> **Page excerpt**
## START
Distributed SciKit Learn for CPU-bound Problems

This example demonstrates how Dask can scale scikit-learn to a cluster of machines for a CPU-bound problem. We'll fit a large model, a grid-search over many hyper-parameters, on a small dataset.

This video talks demonstrates the same example on a larger cluster.

In [1]:
from IPython.display import HTML

HTML("""<iframe width="560" height="315" src="https://www.youtube.com/embed/5Zf6DQaf7jk" frameborder="0" allow="autoplay; encrypted-media" allowfullscreen> </iframe>""")
Out[1]:
In [2]:
from dask.distributed import Client, progress
client = Client(processes=False, threads_per_worker=4, n_workers=1, memory_limit='2GB')
client
Out[2]:

Client

Cluster

  • Workers: 1
  • Cores: 4
  • Memory: 2.00 GB

Distributed Training

Scikit-learn uses joblib for single-machine parallelism. This lets you train most estimators (anything that accepts an n_jobs parameter) using all the cores of your laptop or workstation.

Dask registers a joblib backend. This lets you train those estimators using all the cores of your cluster , by changing one line of code.

This is most useful for training large models on medium-sized datasets. You may have a large model when searching over many hyper-parameters, or when using an ensemble method with many individual estimators. For too small datasets, training times will typically be small enough that cluster-wide parallelism isn't helpful. For too large datasets (larger than a single machine's memory), the scikit-learn estimators may not be able to cope (though Dask-ML provides other ways for working with larger than memory datasets).
## END
> **Input material**
## START
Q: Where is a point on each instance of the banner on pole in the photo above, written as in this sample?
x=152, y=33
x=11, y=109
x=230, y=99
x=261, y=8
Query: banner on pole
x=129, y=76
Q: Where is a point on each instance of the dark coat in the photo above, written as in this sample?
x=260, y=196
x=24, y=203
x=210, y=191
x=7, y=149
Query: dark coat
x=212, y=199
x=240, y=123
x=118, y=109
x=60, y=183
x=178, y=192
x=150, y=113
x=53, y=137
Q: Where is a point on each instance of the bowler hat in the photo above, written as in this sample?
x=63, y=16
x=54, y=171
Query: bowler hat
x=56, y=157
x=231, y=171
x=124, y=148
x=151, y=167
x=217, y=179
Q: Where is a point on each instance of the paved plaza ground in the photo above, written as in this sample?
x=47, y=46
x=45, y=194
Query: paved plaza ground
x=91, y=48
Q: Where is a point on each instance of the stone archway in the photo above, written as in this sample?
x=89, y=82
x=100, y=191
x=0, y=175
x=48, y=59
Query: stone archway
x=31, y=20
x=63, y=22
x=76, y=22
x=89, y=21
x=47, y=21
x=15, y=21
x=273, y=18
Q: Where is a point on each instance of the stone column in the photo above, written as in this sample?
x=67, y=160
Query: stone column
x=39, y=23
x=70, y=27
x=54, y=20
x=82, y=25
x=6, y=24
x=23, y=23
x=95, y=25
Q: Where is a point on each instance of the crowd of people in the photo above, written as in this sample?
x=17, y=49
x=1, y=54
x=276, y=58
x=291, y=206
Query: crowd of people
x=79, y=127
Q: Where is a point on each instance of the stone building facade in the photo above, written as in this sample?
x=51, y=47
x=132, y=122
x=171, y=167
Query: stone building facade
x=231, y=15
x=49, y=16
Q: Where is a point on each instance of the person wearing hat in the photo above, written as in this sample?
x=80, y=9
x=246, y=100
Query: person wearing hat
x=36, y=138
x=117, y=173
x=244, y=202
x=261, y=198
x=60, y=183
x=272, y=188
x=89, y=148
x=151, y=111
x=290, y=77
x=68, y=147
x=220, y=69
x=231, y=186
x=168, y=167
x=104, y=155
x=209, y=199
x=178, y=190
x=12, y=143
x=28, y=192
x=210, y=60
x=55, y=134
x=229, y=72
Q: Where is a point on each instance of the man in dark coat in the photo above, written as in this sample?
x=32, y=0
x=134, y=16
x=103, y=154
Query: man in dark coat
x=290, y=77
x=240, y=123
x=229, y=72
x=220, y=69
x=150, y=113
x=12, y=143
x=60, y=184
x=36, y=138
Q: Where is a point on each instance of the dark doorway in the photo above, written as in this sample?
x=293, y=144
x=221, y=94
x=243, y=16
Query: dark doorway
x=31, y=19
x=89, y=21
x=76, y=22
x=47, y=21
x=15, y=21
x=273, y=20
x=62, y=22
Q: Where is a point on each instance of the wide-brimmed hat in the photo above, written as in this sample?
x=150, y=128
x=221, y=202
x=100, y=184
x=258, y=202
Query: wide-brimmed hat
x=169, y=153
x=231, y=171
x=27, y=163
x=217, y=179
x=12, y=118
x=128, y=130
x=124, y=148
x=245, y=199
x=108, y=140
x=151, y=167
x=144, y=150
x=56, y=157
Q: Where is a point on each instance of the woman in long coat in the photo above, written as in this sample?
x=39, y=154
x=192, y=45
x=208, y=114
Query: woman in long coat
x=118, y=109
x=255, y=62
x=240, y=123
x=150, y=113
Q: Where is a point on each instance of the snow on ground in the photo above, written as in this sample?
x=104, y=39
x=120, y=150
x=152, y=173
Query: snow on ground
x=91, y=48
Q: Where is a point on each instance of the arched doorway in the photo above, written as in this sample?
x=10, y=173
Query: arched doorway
## END
> **Work instructions**
A: In the Dask scikit-learn page, list every keyword argument passed to Client, with its value.
B: In the listing, start at the line that contains "Q: Where is a point on each instance of the snow" and continue through the end of the listing. Write those lines out again with "doorway" switched to "entrance", leaving everything else unchanged.
The listing is unrelated to the Dask scikit-learn page.

> **Solutions per task**
A:
processes=False
threads_per_worker=4
n_workers=1
memory_limit='2GB'

B:
Q: Where is a point on each instance of the snow on ground in the photo above, written as in this sample?
x=104, y=39
x=120, y=150
x=152, y=173
Query: snow on ground
x=91, y=48
Q: Where is a point on each instance of the arched entrance in the photo above, written as in this sample?
x=10, y=173
Query: arched entrance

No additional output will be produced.